WORK TO BE COMPLETED: Count the lines in the data below that contain the word "green", treating uppercase and lowercase as different. Reply with the number only.
— START OF STORED DATA —
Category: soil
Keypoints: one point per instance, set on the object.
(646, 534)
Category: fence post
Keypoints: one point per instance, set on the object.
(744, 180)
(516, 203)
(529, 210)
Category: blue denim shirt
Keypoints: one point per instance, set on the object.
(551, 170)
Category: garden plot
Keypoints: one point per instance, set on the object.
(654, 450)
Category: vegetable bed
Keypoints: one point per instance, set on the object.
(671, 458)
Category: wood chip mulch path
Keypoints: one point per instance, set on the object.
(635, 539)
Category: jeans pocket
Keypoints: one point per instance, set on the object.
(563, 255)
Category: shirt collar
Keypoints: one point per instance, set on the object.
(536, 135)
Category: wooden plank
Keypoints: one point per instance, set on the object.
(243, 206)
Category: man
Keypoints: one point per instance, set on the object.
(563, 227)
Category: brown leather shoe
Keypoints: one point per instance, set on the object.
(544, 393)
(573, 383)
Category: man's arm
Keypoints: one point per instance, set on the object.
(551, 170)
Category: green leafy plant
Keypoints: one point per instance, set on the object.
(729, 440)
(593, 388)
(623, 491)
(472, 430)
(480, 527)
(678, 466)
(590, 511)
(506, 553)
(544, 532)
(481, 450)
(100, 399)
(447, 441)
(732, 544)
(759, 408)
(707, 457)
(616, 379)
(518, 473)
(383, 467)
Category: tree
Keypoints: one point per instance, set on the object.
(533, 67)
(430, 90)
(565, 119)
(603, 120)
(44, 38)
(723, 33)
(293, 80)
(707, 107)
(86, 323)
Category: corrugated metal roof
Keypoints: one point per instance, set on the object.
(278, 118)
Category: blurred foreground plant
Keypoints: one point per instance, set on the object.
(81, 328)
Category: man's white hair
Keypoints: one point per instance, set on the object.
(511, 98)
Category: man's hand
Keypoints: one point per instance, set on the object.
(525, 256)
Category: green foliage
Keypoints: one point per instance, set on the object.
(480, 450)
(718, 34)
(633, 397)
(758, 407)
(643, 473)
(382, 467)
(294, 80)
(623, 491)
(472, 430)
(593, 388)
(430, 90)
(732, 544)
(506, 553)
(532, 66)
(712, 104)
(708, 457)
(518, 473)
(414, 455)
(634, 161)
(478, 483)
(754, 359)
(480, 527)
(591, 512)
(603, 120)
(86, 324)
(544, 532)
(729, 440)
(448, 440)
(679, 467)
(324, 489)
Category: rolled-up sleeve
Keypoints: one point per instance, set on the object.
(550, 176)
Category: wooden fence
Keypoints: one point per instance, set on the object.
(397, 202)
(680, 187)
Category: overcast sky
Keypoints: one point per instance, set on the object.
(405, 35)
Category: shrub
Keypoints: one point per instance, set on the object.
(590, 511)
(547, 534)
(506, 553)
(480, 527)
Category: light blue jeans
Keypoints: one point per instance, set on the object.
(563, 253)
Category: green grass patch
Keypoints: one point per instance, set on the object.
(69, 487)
— END OF STORED DATA —
— START OF STORED DATA —
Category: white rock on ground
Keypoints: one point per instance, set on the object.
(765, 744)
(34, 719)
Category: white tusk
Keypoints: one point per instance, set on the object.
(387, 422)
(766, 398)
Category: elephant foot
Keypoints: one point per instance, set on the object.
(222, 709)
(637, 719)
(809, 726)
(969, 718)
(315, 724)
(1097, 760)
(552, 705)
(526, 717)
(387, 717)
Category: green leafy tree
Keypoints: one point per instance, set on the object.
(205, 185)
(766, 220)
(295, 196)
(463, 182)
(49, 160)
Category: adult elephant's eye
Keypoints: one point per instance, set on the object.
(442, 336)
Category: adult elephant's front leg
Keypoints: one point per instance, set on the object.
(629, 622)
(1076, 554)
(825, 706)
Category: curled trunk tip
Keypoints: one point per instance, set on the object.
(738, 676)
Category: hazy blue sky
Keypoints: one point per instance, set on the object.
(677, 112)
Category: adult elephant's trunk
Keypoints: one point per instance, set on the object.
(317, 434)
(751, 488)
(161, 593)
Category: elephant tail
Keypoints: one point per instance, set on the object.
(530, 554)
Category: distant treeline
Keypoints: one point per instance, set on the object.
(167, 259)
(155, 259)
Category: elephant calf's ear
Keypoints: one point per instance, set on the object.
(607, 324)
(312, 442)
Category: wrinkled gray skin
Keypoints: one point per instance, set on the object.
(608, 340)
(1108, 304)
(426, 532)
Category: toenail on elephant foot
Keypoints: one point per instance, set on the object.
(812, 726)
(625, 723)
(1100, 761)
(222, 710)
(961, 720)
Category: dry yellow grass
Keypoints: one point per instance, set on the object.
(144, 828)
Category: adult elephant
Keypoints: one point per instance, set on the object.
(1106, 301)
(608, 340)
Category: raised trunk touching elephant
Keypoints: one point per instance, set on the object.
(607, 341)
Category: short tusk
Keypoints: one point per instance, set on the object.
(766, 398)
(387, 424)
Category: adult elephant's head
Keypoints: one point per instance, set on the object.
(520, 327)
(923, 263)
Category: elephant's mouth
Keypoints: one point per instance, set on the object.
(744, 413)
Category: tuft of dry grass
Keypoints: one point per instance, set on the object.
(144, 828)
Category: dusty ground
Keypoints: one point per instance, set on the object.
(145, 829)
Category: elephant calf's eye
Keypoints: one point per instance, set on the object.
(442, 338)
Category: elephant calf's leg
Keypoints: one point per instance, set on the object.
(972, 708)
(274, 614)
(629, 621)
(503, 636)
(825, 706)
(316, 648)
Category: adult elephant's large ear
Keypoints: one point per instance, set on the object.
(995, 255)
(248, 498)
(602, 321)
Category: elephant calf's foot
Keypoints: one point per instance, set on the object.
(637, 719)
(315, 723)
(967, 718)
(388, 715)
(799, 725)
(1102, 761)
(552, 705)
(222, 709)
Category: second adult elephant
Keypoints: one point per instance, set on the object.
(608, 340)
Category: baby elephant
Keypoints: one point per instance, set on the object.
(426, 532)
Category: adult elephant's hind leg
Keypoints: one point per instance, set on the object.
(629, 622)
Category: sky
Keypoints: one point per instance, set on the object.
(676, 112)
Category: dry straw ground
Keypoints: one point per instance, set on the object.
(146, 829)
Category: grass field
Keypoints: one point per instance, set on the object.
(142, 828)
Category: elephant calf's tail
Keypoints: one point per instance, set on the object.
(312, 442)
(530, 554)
— END OF STORED DATA —
FINAL RESULT: 4